(Problem to work on):
Pull out every line in the entries below that contains the word "brass", copying each one unchanged.

(Input material):
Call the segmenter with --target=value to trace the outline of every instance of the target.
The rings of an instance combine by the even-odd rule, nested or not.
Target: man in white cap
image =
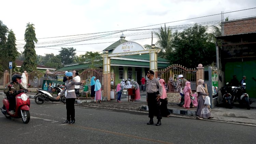
[[[184,89],[186,86],[186,82],[187,81],[187,80],[184,78],[184,77],[183,75],[182,74],[180,74],[179,75],[179,78],[181,80],[181,88],[182,90],[181,90],[181,92],[180,93],[181,96],[181,102],[180,104],[178,104],[178,105],[179,105],[181,106],[182,106],[183,104],[184,104],[184,94],[183,93],[182,90]]]

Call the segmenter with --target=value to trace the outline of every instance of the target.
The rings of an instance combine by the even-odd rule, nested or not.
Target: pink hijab
[[[120,90],[121,90],[121,87],[120,87],[120,86],[121,86],[121,84],[117,84],[117,86],[116,86],[116,92],[118,92],[120,91]]]
[[[165,80],[163,79],[160,79],[159,80],[159,82],[160,82],[160,84],[162,85],[162,87],[163,88],[163,93],[162,95],[162,96],[160,97],[160,98],[165,99],[167,97],[166,90],[165,85],[163,85],[163,83],[165,83]]]
[[[183,92],[184,94],[191,90],[191,88],[190,87],[190,82],[188,81],[186,82],[185,85],[186,85],[186,86],[185,86],[185,87],[184,88],[184,89],[183,90]]]

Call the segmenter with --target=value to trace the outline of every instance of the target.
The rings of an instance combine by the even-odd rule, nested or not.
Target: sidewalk
[[[0,90],[0,95],[3,96],[2,90]],[[144,92],[141,92],[140,100],[128,101],[128,97],[125,95],[122,95],[122,102],[118,102],[116,99],[106,101],[106,98],[104,98],[101,103],[97,103],[92,99],[77,100],[75,103],[81,106],[85,106],[100,107],[102,109],[116,109],[120,110],[137,111],[148,111],[145,95]],[[34,98],[36,93],[27,93],[27,95],[30,98]],[[211,112],[214,118],[213,120],[220,120],[230,122],[252,124],[256,125],[256,99],[252,99],[253,103],[251,105],[251,109],[247,110],[246,108],[233,107],[232,109],[227,109],[221,107],[215,106],[212,110]],[[186,110],[177,105],[175,103],[167,105],[167,107],[171,115],[189,116],[196,117],[196,108],[190,108]]]

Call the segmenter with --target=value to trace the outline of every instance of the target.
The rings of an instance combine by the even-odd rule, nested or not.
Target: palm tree
[[[172,50],[171,46],[172,40],[171,30],[169,27],[168,28],[166,28],[165,24],[164,28],[161,26],[158,32],[154,32],[154,34],[157,36],[158,40],[155,44],[156,48],[162,50],[158,54],[158,56],[161,58],[166,58],[167,57],[166,52],[172,51]],[[144,45],[144,47],[147,49],[151,48],[151,45]]]

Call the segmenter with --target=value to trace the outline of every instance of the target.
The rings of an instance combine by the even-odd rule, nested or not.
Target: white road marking
[[[53,122],[54,123],[59,122],[58,121],[56,121],[56,120],[51,120],[51,119],[46,119],[45,118],[40,118],[40,117],[35,117],[34,116],[30,116],[30,118],[34,119],[42,119],[43,120],[45,120],[46,121],[53,121]]]
[[[62,124],[61,125],[59,125],[59,126],[64,126],[65,125],[69,125],[68,124]]]
[[[33,126],[33,127],[37,127],[38,126],[42,126],[42,125],[38,125],[37,126]]]

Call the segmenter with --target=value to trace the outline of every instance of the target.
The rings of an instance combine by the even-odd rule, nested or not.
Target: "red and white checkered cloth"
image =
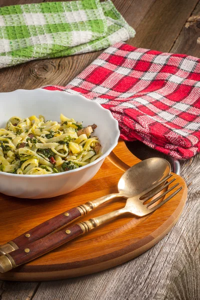
[[[120,136],[178,159],[200,151],[200,59],[118,42],[66,86],[110,110]]]

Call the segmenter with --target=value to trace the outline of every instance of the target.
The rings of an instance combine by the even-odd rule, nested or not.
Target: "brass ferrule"
[[[77,208],[80,212],[82,216],[86,214],[90,210],[92,210],[94,208],[92,202],[87,202],[84,204],[81,204],[77,206]]]
[[[0,246],[0,256],[10,253],[16,249],[18,249],[16,244],[13,242],[9,242],[7,244]]]
[[[0,256],[0,272],[5,273],[13,268],[11,261],[6,255]]]
[[[78,225],[79,225],[82,229],[83,234],[88,232],[98,226],[95,218],[90,219],[88,221],[82,221],[78,223]]]

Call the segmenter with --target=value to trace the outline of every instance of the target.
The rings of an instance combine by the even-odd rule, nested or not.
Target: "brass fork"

(The reply):
Target: "brass ferrule"
Target: "brass fork"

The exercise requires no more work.